▸ Problem description
Return verbatim the run of lines that opens with the line holding "positive clicks: (281, 224)" and closes with the last line of the records.

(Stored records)
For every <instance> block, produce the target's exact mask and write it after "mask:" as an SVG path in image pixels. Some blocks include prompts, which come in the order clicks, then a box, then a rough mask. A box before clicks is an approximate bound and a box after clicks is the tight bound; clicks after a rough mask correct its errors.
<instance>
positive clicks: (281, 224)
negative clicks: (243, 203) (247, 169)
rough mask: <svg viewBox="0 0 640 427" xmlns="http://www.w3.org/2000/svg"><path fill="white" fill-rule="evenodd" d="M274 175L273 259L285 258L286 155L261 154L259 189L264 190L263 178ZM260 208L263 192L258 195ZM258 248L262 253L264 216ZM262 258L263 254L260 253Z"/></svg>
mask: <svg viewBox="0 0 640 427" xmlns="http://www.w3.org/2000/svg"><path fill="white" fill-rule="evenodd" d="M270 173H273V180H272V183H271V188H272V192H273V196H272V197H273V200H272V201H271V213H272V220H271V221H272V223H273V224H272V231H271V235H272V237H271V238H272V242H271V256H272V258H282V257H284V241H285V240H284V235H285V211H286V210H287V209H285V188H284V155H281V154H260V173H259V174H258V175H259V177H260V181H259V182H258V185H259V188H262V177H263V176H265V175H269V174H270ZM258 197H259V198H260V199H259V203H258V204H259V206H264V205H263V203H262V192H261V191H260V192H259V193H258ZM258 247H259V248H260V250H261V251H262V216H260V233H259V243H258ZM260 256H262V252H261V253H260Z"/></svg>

▸ The completed task
positive clicks: (281, 224)
negative clicks: (243, 203) (247, 169)
rough mask: <svg viewBox="0 0 640 427" xmlns="http://www.w3.org/2000/svg"><path fill="white" fill-rule="evenodd" d="M274 175L273 259L285 258L286 155L261 154L259 189L264 190L263 178ZM260 208L263 192L258 195ZM258 248L262 253L264 216ZM262 258L263 254L260 253Z"/></svg>
mask: <svg viewBox="0 0 640 427" xmlns="http://www.w3.org/2000/svg"><path fill="white" fill-rule="evenodd" d="M270 173H273V180H272V183H271V188H272V192H273V196H272V197H273V200H272V201H271V213H272V220H271V221H272V223H273V224H272V231H271V235H272V237H271V238H272V242H271V256H272V258H282V257H284V241H285V240H284V235H285V211H286V210H287V209H285V188H284V155H281V154H260V173H259V174H258V175H259V177H260V181H259V182H258V185H259V188H262V177H263V176H265V175H269V174H270ZM258 197H259V198H260V199H259V203H258V204H259V206H264V205H263V203H262V192H261V191H260V192H259V193H258ZM258 247H259V248H260V250H261V251H262V216H260V233H259V243H258ZM260 256H262V252H261V253H260Z"/></svg>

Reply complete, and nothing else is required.